##### Page text #####
# Plasti-Dipped Fork Tips



## Smashtoad (Sep 3, 2010)

I have been enjoying the ease and accuracy of the African style tube attachment. My method includes wrapping the tubes to the forks with thick leather and then small zip ties around the leather, topped off with a ¼"steel shot in the ends of the tubes that protrude from under the leather. I am going to try supplementing this by dipping the tips of the forks in plasti-dip. This stuff is very grippy, and I think its soft surface will really grip the tubes without damaging them.

I know this link has probably been posted a thousand times, but just so you won't have to search for it...here it is again. The African style is a ways down, so get to scrollin!

http://www.melchiormenzel.de/making_rubber_attach.html


----------



## treefork (Feb 1, 2010)

I do like the African style on some of my naturals. I have not used the plastic cote in the manner you mentioned. It may work well. Keep us posted on its durability I have not done well with it on other slingshot apps. ( grips ect.) It would eventually peel. I do like the idea you are proposing.


----------



## Smashtoad (Sep 3, 2010)

treefork said:


> I do like the African style on some of my naturals. I have not used the plastic cote in the manner you mentioned. It may work well. Keep us posted on its durability I have not done well with it on other slingshot apps. ( grips ect.) It would eventually peel. I do like the idea you are proposing.


I read that it was hard to ever remove from wood...if it peels, that will suck. Thanks for the heads up.


----------



## pop shot (Sep 29, 2011)

ATT (against the ties) or african style is an awesome attachment method, really accurate for me. this ss was setup ATT, but i wrapped the end of the chains in tshirt and then wrapped them with rubber to the fork. they shoot like tabs for me.


----------



## Smashtoad (Sep 3, 2010)

Hey Pop,

I have been attaching the tubes to the opposite sides of the forks (except on the Simboo, which did not allow that), but I noticed that the link below says you attach them to the near side. Do you attach your bands to the near side?


----------



## pop shot (Sep 29, 2011)

yes- shooter's (near) side. it pulls Against The Ties.


----------



## Smashtoad (Sep 3, 2010)

[sup]Sweet...thanks. I am sandwiching my tubes between two thick leather slabs that wrap round the fork, then securing those with black plastic zip ties, and a 1/4" shot in the tube ends. So far, I have seen no slippage at all, but it is always in the back of your mind, ya know?[/sup]


----------



## Guest (Oct 11, 2012)
##### Data section #####
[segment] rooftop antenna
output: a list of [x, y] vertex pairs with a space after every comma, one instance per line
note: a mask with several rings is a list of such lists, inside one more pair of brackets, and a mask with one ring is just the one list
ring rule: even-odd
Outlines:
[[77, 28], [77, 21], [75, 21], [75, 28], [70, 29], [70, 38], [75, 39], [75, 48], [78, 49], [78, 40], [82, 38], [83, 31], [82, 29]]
#####
Exercise set
**a.** Repeat the passage of the fork-tip thread that begins at the words "# Plasti-Dipped Fork" and ends after the words "without damaging them.".
**b.** Indicate whether each statement below agrees with the fork-tip thread, answering yes or no and quoting the deciding words exactly: (i) treefork reports that the plastic coating eventually peeled in other slingshot uses; (ii) pop shot attaches the bands to the far side of the fork; (iii) Smashtoad places steel shot in the ends of the tubes.
**c.** Resume the fork-tip thread from the point at which it stops.

Results in order
**a.**
# Plasti-Dipped Fork Tips



## Smashtoad (Sep 3, 2010)

I have been enjoying the ease and accuracy of the African style tube attachment. My method includes wrapping the tubes to the forks with thick leather and then small zip ties around the leather, topped off with a ¼"steel shot in the ends of the tubes that protrude from under the leather. I am going to try supplementing this by dipping the tips of the forks in plasti-dip. This stuff is very grippy, and I think its soft surface will really grip the tubes without damaging them.

**b.**
(i) Yes: "It would eventually peel."
(ii) No: "yes- shooter's (near) side."
(iii) Yes: "topped off with a ¼"steel shot in the ends of the tubes that protrude from under the leather"

**c.**
I have a large hickory handled knife that I bought in Puerto Rico in the 70's. I use it for tillering long bows when I am building bows. Several years ago the handle split. I stuck it all back together with some of that liquid plastic on the split and then dipped the whole handle in the stuff. I don't know how many bows I have made with that knife but finally last winter it split again ... so yeah, that stuff is a great idea. I'm thinking done well it would be a beautiful accent to any OTT shooter and extend the life of flats or tubes.


----------



## inkspot (Dec 27, 2011)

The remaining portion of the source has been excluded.